# Request
Output the records exactly as they appear, with no pictures included.

[Stored items]
┄┄┄┄┄┄┄┄┄┄

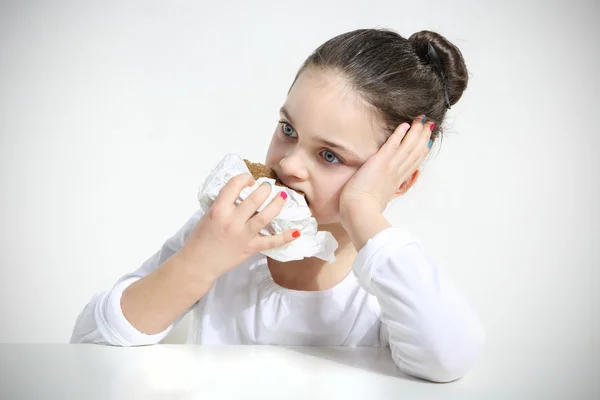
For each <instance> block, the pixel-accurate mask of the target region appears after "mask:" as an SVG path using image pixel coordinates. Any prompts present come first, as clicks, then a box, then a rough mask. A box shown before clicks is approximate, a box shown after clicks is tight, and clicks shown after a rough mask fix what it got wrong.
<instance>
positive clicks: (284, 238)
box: [252, 229, 300, 252]
mask: <svg viewBox="0 0 600 400" xmlns="http://www.w3.org/2000/svg"><path fill="white" fill-rule="evenodd" d="M299 237H300V231H299V230H297V229H294V230H291V231H287V232H284V233H280V234H279V235H273V236H259V235H257V236H256V237H255V238H254V239H253V243H252V245H253V246H254V248H255V249H256V251H258V252H260V251H265V250H270V249H274V248H276V247H281V246H283V245H286V244H288V243H290V242H293V241H294V240H296V239H298V238H299Z"/></svg>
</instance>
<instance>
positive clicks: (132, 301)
mask: <svg viewBox="0 0 600 400" xmlns="http://www.w3.org/2000/svg"><path fill="white" fill-rule="evenodd" d="M202 215H203V212H202V211H201V210H199V211H197V212H196V213H195V214H194V215H193V216H192V217H191V218H190V219H189V220H188V222H187V223H186V224H185V225H184V226H183V227H182V228H181V229H180V230H179V231H178V232H177V233H176V234H175V235H174V236H173V237H171V238H170V239H168V240H167V241H166V242H165V243H164V244H163V246H162V248H161V249H160V250H159V251H158V252H157V253H155V254H154V255H153V256H152V257H150V258H149V259H148V260H147V261H146V262H145V263H144V264H142V266H141V267H140V268H139V269H138V270H137V271H135V272H133V273H131V274H128V275H125V276H123V277H122V278H121V279H119V281H118V282H117V283H116V284H115V286H114V287H113V288H112V289H111V290H108V291H105V292H101V293H97V294H96V295H94V296H93V297H92V299H91V300H90V302H89V303H88V304H87V305H86V307H85V308H84V309H83V311H82V312H81V314H80V315H79V317H78V318H77V322H76V323H75V327H74V329H73V334H72V336H71V340H70V342H71V343H98V344H110V345H115V346H136V345H148V344H156V343H158V342H159V341H161V340H162V339H164V337H165V336H166V335H167V334H168V333H169V332H170V331H171V329H172V328H173V326H175V325H176V324H177V323H178V322H179V321H180V320H181V318H183V316H185V314H186V313H187V312H188V311H189V310H190V309H191V308H192V306H193V305H194V304H195V303H196V301H197V300H198V299H199V298H200V297H201V296H202V294H203V293H206V291H208V289H209V288H210V284H209V282H198V281H194V280H192V279H188V277H189V274H188V273H186V266H185V264H184V263H182V262H180V261H179V257H178V256H177V254H178V253H177V252H178V251H179V250H180V249H181V248H182V247H183V244H184V243H185V241H186V240H187V237H188V236H189V234H190V232H191V231H192V229H193V228H194V226H195V225H196V224H197V223H198V221H199V220H200V218H201V217H202ZM126 316H127V317H126Z"/></svg>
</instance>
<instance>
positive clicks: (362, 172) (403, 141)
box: [340, 117, 435, 218]
mask: <svg viewBox="0 0 600 400" xmlns="http://www.w3.org/2000/svg"><path fill="white" fill-rule="evenodd" d="M424 121H425V118H424V117H421V118H419V119H418V120H415V121H413V124H412V126H410V125H409V124H407V123H403V124H401V125H399V126H398V128H396V130H395V131H394V133H393V134H392V135H391V136H390V137H389V138H388V139H387V141H386V142H385V143H384V145H383V146H381V148H380V149H379V150H378V151H377V153H375V154H374V155H372V156H371V157H369V159H368V160H367V161H366V162H365V163H364V164H363V165H362V166H361V167H360V169H359V170H358V171H356V172H355V173H354V175H353V176H352V177H351V178H350V179H349V180H348V182H346V184H345V186H344V188H343V189H342V193H341V195H340V215H341V216H342V218H344V215H348V211H350V214H352V212H354V211H361V212H364V211H365V209H367V210H377V211H378V212H383V210H384V209H385V207H386V205H387V203H388V202H389V201H390V200H392V198H393V197H394V194H395V193H396V192H398V190H399V188H400V186H401V185H402V183H404V182H406V181H407V180H408V179H409V178H410V177H411V175H412V174H413V173H414V172H415V171H416V170H417V168H419V165H421V163H422V162H423V160H424V159H425V157H426V156H427V154H428V153H429V140H430V136H431V132H432V131H433V128H434V126H435V124H433V123H432V122H429V121H427V122H425V123H424Z"/></svg>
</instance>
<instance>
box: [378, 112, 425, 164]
mask: <svg viewBox="0 0 600 400" xmlns="http://www.w3.org/2000/svg"><path fill="white" fill-rule="evenodd" d="M434 127H435V123H434V122H433V121H431V120H427V119H426V118H425V117H424V116H419V117H418V118H417V119H415V120H414V121H413V123H412V125H410V127H409V126H408V124H407V123H403V124H400V125H399V126H398V128H397V129H396V131H394V133H393V134H392V136H390V138H389V139H388V141H387V142H386V144H385V145H386V146H388V142H389V148H388V149H387V151H389V152H390V153H391V154H390V157H391V164H392V166H393V167H394V168H396V167H398V166H400V165H402V164H405V163H407V162H408V163H410V164H417V165H418V164H420V163H421V162H422V161H423V160H424V159H425V157H426V156H427V153H428V152H429V141H430V138H431V133H432V131H433V128H434ZM407 128H410V129H407Z"/></svg>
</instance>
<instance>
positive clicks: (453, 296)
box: [346, 209, 485, 382]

┄┄┄┄┄┄┄┄┄┄

# Reply to the task
For each <instance> block, the pixel-accurate mask of the target region appears after "mask:" as an SVG path using image pixel coordinates. Any prompts present come first, as clicks, then a box, then a rough mask. A box shown before clicks is approximate, a box shown after clicks is tight, and clicks shown after a rough mask fix what it got wrong.
<instance>
positive clicks: (284, 238)
box: [252, 229, 300, 252]
mask: <svg viewBox="0 0 600 400" xmlns="http://www.w3.org/2000/svg"><path fill="white" fill-rule="evenodd" d="M299 237H300V231H299V230H297V229H294V230H291V231H287V232H284V233H280V234H279V235H273V236H259V235H257V236H256V237H255V238H254V239H253V243H252V245H253V246H254V248H255V249H256V251H258V252H260V251H265V250H270V249H274V248H276V247H281V246H283V245H286V244H288V243H290V242H293V241H294V240H296V239H298V238H299Z"/></svg>
</instance>
<instance>
positive clicks: (132, 301)
mask: <svg viewBox="0 0 600 400" xmlns="http://www.w3.org/2000/svg"><path fill="white" fill-rule="evenodd" d="M202 215H203V212H202V211H201V210H199V211H197V212H196V213H195V214H194V215H193V216H192V217H191V218H190V219H189V220H188V222H187V223H186V224H185V225H184V226H183V227H182V228H181V229H180V230H179V231H178V232H177V233H176V234H175V235H174V236H173V237H171V238H170V239H168V240H167V241H166V242H165V243H164V244H163V246H162V248H161V249H160V250H159V251H158V252H157V253H155V254H154V255H153V256H152V257H150V258H149V259H148V260H147V261H146V262H145V263H144V264H142V266H141V267H140V268H139V269H138V270H137V271H135V272H133V273H131V274H128V275H125V276H123V277H122V278H121V279H119V281H118V282H117V283H116V284H115V286H114V287H113V288H112V289H111V290H108V291H105V292H101V293H97V294H96V295H94V296H93V297H92V299H91V300H90V302H89V303H88V304H87V305H86V307H85V308H84V309H83V311H82V312H81V314H80V315H79V317H78V318H77V322H76V323H75V327H74V329H73V334H72V336H71V340H70V342H71V343H98V344H110V345H115V346H136V345H148V344H156V343H158V342H159V341H161V340H162V339H164V337H165V336H166V335H167V334H168V333H169V332H170V331H171V329H172V328H173V326H175V325H176V324H177V323H178V322H179V321H180V320H181V318H183V316H185V314H186V313H187V312H188V311H189V310H190V309H191V308H192V306H193V305H194V304H195V303H196V301H197V300H198V299H199V298H200V297H201V296H202V294H203V293H206V291H208V289H209V288H210V284H209V282H198V281H194V280H192V279H188V277H189V274H188V273H186V266H185V264H184V263H182V262H180V261H179V257H178V256H177V254H178V253H177V252H178V251H179V250H180V249H181V248H182V247H183V244H184V243H185V241H186V240H187V237H188V236H189V234H190V232H191V231H192V229H193V228H194V226H195V225H196V224H197V223H198V221H199V220H200V218H201V217H202ZM126 316H127V317H126Z"/></svg>
</instance>
<instance>
positive clicks: (362, 172) (403, 141)
box: [340, 117, 435, 218]
mask: <svg viewBox="0 0 600 400" xmlns="http://www.w3.org/2000/svg"><path fill="white" fill-rule="evenodd" d="M424 121H425V118H424V117H421V118H419V119H418V120H415V121H413V124H412V126H410V125H409V124H407V123H403V124H401V125H399V126H398V128H396V130H395V131H394V133H393V134H392V135H391V136H390V137H389V138H388V139H387V141H386V142H385V143H384V145H383V146H381V148H380V149H379V150H378V151H377V153H375V154H374V155H372V156H371V157H369V159H368V160H367V161H366V162H365V163H364V164H363V165H362V166H361V167H360V169H359V170H358V171H356V172H355V173H354V175H353V176H352V177H351V178H350V179H349V180H348V182H346V184H345V186H344V188H343V189H342V193H341V195H340V215H341V216H342V218H344V215H348V211H350V214H352V212H354V211H361V212H364V211H365V209H367V210H377V211H378V212H383V210H384V209H385V207H386V205H387V203H388V202H389V201H390V200H392V198H393V197H394V194H395V193H396V192H398V190H399V188H400V186H401V185H402V183H404V182H406V181H407V180H408V179H409V178H410V177H411V175H412V174H413V173H414V172H415V171H416V170H417V168H419V165H421V163H422V162H423V160H424V159H425V157H426V156H427V154H428V153H429V140H430V136H431V132H432V131H433V128H434V126H435V124H433V123H432V122H429V121H427V122H425V123H424Z"/></svg>
</instance>
<instance>
box: [378, 112, 425, 164]
mask: <svg viewBox="0 0 600 400" xmlns="http://www.w3.org/2000/svg"><path fill="white" fill-rule="evenodd" d="M434 127H435V123H434V122H433V121H431V120H427V119H426V118H425V117H424V116H419V117H418V118H417V119H415V120H414V121H413V123H412V125H410V127H409V126H408V124H407V123H403V124H400V125H399V126H398V128H397V129H396V131H394V133H393V134H392V136H390V138H389V139H388V141H387V142H386V144H385V145H386V146H388V142H389V148H388V149H387V151H389V152H390V153H391V154H390V157H391V164H392V166H393V167H394V168H396V167H398V166H400V165H402V164H405V163H407V162H408V163H410V164H417V165H418V164H420V163H421V162H422V161H423V160H424V159H425V157H426V156H427V153H428V152H429V141H430V138H431V133H432V131H433V128H434ZM407 128H410V129H407Z"/></svg>
</instance>
<instance>
positive clicks: (453, 296)
box: [346, 209, 485, 382]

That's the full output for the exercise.